-- Opening Marker --
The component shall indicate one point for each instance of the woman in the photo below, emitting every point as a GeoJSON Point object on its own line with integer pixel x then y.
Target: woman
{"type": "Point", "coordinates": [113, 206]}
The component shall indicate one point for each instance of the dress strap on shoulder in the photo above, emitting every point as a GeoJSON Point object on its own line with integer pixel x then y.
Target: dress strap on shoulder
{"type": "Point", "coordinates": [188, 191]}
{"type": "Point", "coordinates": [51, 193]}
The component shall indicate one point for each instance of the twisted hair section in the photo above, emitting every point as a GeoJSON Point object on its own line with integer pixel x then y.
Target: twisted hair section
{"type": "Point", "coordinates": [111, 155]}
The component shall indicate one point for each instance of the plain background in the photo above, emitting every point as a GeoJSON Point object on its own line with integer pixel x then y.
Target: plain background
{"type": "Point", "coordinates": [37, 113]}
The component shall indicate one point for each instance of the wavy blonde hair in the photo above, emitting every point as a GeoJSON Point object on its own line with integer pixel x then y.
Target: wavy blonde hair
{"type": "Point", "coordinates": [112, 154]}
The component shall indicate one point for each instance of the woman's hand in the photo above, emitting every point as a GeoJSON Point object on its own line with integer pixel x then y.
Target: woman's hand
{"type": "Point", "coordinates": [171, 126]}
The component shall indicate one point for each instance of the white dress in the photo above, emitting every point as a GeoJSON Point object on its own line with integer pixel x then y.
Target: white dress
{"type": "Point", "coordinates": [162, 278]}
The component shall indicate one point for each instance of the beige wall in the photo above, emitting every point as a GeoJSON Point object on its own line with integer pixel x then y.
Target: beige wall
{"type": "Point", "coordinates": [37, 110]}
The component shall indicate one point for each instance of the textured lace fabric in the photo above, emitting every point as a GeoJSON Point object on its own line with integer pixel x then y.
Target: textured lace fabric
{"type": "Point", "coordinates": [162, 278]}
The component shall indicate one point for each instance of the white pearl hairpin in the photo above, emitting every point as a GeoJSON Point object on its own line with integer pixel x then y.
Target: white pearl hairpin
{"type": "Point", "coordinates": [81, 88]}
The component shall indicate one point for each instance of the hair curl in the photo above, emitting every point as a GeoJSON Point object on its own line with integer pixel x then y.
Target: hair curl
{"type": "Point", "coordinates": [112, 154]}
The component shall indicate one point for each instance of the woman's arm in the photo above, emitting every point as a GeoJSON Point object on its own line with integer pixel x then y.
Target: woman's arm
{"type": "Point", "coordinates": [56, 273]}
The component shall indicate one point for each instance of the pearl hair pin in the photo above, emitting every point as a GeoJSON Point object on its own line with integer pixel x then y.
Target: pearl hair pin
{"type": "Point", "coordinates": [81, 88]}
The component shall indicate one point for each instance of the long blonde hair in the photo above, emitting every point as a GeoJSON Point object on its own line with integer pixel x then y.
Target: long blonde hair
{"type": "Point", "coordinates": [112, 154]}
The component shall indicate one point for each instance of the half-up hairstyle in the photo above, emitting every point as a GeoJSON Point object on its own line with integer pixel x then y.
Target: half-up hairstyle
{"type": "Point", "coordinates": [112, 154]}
-- Closing Marker --
:: Assignment ::
The listing above is to be written out again word for word.

:: Output of the exercise ::
The component shall indicate one point for each instance of the woman in the photo below, emitting every point as a GeoJSON Point object on its own line with integer pixel x then y.
Target: woman
{"type": "Point", "coordinates": [113, 206]}
The component shall indicate one point for each instance of the dress strap on shoulder in the photo above, emitting every point as a GeoJSON Point object on its own line with integer pixel x then y.
Target: dress strap on shoulder
{"type": "Point", "coordinates": [188, 191]}
{"type": "Point", "coordinates": [51, 193]}
The component shall indicate one point for each instance of the twisted hair section in the photo above, emitting every point as a GeoJSON Point object on its own line with integer pixel x then y.
Target: twisted hair section
{"type": "Point", "coordinates": [111, 155]}
The component shall indicate one point for each instance of the plain background in the photo above, emitting every point as a GeoJSON Point object on its own line with integer pixel x then y.
Target: plain background
{"type": "Point", "coordinates": [37, 113]}
The component shall indicate one point for each instance of the wavy blonde hair in the photo above, emitting every point as a GeoJSON Point object on its own line with integer pixel x then y.
Target: wavy blonde hair
{"type": "Point", "coordinates": [112, 154]}
The component shall indicate one point for each instance of the woman's hand in the photo above, emitting every point as a GeoJSON Point object on its own line with integer pixel x then y.
Target: woman's hand
{"type": "Point", "coordinates": [171, 126]}
The component shall indicate one point for each instance of the white dress in the photo above, emitting every point as a GeoJSON Point object on its own line with integer pixel x then y.
Target: white dress
{"type": "Point", "coordinates": [162, 278]}
The component shall indicate one point for each instance of the beige wall in the photo above, emitting every point as a GeoJSON Point object on its own line with integer pixel x then y.
Target: beige wall
{"type": "Point", "coordinates": [37, 110]}
The component shall indicate one point for each instance of the textured lace fabric in the photo above, emitting every point as a GeoJSON Point object on its own line with integer pixel x then y.
Target: textured lace fabric
{"type": "Point", "coordinates": [162, 278]}
The component shall indicate one point for each instance of the white pearl hairpin in the photo above, emitting every point as a GeoJSON Point object on its own line with integer pixel x then y.
Target: white pearl hairpin
{"type": "Point", "coordinates": [81, 88]}
The component shall indicate one point for each instance of the hair curl in the photo above, emitting every point as a GeoJSON Point object on its own line with integer pixel x then y.
Target: hair curl
{"type": "Point", "coordinates": [112, 154]}
The component shall indicate one point for each instance of the woman's arm in the photo above, emitting every point as a GeoJSON Point object on its own line with integer pixel x then y.
Target: woman's arm
{"type": "Point", "coordinates": [56, 273]}
The component shall indicate one point for each instance of the pearl hair pin in the photo above, emitting every point as a GeoJSON Point object on its own line with integer pixel x then y.
Target: pearl hair pin
{"type": "Point", "coordinates": [81, 88]}
The component shall indicate one point for each instance of the long blonde hair in the photo above, emitting every point as a GeoJSON Point object on its own line with integer pixel x then y.
Target: long blonde hair
{"type": "Point", "coordinates": [112, 154]}
The component shall indicate one point for each instance of the half-up hairstyle in the photo above, emitting every point as a GeoJSON Point object on its own line with integer pixel x then y.
Target: half-up hairstyle
{"type": "Point", "coordinates": [112, 154]}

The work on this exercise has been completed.